Task directions -
Would you output the entries below only from the line containing "positive clicks: (406, 288)" through the line containing "270L291 318L479 379V294L445", exactly as they stand and with both ends included?

Supplied data -
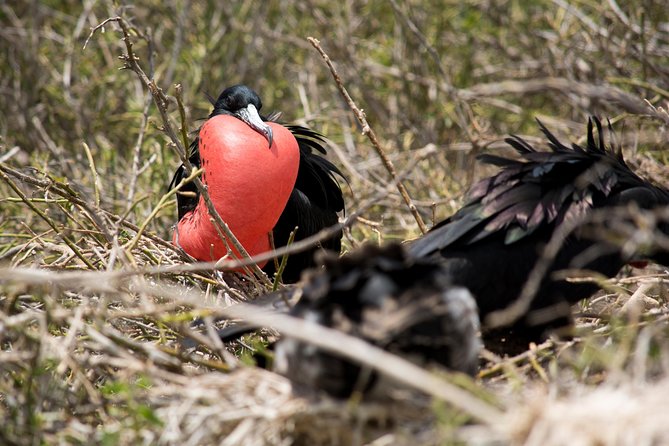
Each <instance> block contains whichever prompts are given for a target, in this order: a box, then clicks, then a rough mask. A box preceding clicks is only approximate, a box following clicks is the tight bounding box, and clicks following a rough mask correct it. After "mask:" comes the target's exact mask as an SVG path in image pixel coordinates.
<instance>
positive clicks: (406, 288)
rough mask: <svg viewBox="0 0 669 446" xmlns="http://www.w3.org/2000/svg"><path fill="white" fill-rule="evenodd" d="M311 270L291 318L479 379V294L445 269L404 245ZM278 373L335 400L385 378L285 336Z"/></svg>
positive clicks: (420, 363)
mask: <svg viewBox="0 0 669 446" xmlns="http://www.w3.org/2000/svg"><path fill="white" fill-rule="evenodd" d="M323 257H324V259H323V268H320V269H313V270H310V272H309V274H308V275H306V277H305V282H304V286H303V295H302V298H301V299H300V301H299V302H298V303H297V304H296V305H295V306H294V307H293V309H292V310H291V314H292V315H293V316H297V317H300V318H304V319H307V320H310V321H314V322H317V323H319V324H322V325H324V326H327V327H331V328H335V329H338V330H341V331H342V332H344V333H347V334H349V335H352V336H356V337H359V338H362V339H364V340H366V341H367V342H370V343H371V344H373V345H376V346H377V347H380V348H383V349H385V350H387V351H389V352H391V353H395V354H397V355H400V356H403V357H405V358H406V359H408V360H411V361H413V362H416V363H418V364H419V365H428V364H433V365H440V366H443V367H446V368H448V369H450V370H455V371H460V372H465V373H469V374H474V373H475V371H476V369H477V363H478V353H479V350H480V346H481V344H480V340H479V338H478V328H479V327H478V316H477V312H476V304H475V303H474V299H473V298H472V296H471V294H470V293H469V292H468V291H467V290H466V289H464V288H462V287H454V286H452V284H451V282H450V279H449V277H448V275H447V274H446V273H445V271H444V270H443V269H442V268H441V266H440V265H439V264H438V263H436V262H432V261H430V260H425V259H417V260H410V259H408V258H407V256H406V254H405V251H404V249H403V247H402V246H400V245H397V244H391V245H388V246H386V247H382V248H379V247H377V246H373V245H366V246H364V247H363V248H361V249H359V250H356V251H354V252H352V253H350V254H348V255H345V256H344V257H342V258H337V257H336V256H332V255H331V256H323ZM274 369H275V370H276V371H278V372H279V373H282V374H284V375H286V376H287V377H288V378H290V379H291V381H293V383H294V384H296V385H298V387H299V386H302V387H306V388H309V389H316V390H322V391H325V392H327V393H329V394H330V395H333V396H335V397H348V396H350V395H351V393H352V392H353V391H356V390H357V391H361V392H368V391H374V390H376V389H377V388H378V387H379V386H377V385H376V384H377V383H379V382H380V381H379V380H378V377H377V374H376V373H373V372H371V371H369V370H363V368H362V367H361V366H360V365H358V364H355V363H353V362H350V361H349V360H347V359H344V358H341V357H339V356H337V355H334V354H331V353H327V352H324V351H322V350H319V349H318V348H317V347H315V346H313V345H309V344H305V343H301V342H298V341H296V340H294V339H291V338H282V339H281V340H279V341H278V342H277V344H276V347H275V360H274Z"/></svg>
---
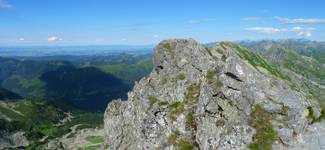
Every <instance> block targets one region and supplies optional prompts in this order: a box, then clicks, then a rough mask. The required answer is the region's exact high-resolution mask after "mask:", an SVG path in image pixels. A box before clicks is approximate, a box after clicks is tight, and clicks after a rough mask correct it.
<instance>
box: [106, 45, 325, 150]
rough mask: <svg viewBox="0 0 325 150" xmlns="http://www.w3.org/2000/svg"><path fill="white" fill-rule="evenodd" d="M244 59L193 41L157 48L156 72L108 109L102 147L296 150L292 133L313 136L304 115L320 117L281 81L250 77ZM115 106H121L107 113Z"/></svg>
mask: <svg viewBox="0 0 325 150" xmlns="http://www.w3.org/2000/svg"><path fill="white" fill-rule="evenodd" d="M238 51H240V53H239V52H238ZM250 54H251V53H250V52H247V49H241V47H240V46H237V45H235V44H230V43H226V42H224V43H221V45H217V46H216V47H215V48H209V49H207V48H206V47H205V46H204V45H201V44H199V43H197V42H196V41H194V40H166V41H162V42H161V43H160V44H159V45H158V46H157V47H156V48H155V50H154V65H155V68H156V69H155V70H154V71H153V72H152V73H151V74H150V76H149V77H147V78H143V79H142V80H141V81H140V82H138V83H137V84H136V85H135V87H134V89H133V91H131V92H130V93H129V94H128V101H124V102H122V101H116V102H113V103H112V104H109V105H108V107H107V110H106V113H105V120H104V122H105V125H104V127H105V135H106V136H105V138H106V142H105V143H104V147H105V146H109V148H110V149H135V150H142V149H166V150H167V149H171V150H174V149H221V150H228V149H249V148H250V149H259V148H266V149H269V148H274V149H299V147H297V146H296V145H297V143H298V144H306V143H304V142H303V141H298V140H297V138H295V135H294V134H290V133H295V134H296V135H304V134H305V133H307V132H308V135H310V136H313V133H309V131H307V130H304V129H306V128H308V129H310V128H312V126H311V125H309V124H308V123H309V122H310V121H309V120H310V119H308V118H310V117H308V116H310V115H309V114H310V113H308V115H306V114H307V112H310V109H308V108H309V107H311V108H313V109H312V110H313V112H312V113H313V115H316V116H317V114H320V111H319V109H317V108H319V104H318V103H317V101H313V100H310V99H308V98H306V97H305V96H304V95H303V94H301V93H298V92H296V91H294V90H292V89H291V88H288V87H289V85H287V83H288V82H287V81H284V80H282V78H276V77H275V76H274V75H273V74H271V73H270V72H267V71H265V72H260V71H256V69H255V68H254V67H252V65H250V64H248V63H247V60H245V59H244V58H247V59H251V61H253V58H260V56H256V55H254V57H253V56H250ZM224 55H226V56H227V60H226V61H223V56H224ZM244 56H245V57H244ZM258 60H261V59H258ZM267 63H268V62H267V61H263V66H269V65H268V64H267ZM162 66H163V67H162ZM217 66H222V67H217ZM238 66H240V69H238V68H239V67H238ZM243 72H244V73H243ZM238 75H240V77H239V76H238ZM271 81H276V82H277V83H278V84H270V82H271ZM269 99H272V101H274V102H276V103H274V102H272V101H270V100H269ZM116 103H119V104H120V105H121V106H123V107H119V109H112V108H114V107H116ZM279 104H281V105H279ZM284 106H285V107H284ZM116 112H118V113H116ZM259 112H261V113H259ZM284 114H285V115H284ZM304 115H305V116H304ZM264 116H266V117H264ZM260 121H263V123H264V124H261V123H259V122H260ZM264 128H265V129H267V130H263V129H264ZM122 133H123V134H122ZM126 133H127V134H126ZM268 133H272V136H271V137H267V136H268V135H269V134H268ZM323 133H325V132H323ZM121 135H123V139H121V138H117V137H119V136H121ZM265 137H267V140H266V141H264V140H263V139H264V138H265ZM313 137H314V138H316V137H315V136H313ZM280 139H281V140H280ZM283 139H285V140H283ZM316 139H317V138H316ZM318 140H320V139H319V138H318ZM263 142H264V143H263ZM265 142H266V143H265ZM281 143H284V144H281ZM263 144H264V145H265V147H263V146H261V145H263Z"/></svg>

Completed exercise -
positive clicks: (406, 288)
rough mask: <svg viewBox="0 0 669 446" xmlns="http://www.w3.org/2000/svg"><path fill="white" fill-rule="evenodd" d="M311 270L291 318L479 379V294L445 269L404 245ZM278 373L335 400L385 378L285 336Z"/></svg>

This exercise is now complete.